= Problem details =
From the entries below, return exactly the lines beginning at the one that contains "pixel 115 259." and ending at the one that contains "Target: girl's ear", both of them included, and only those lines.

Stored data entries
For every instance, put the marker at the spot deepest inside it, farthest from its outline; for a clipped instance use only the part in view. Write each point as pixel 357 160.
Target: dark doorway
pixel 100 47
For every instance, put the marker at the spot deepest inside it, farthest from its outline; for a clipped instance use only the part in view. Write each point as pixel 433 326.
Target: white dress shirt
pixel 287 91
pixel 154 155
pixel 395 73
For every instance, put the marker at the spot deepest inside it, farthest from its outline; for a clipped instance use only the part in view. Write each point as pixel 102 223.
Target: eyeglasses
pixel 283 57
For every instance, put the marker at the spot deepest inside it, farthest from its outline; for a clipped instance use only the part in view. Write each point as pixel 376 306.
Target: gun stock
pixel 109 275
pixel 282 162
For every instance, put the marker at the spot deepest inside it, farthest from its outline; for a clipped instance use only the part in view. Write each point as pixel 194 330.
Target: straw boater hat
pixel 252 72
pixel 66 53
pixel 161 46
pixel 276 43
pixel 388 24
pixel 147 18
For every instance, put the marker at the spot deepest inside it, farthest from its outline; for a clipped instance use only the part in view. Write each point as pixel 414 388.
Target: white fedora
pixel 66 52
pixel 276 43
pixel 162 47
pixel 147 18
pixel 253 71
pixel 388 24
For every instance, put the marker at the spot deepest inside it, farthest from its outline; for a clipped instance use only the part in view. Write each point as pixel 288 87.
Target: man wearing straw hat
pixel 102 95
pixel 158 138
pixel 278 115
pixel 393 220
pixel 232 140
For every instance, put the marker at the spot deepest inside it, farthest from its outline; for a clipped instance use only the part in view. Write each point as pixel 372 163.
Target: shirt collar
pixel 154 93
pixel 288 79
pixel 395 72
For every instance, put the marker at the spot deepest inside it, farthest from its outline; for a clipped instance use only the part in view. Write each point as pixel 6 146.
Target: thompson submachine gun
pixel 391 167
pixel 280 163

* * *

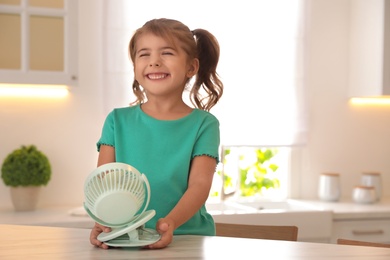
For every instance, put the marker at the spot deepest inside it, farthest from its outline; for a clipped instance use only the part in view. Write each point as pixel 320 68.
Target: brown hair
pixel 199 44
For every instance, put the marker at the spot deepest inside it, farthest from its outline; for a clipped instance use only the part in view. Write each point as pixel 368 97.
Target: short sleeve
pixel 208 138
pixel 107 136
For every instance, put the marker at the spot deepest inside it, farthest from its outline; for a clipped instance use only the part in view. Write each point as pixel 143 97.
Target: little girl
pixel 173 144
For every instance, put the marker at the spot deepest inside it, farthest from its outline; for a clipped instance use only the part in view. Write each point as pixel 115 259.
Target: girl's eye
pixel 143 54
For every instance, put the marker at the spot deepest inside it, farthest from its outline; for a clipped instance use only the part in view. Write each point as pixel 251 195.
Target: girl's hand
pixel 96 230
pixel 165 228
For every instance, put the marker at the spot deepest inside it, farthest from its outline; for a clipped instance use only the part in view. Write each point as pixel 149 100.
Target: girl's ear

= Your response =
For every instance, put the marker at the spot deepest inside it, farthest from its outline; for a clipped instance use only the part in view. Write each point as pixel 115 259.
Target: girl's eye
pixel 143 54
For every instance, put the marker at the spot deepest inside it, farthest from its outline; for a clipped instance use only the part in view. Write each point as pixel 251 195.
Target: girl's hand
pixel 96 230
pixel 165 228
For every instance, put the marker at the spot deepest inside it, farthest from its outline; for a clipped instance use only the part in view. Write each point as pixel 149 100.
Target: girl's ear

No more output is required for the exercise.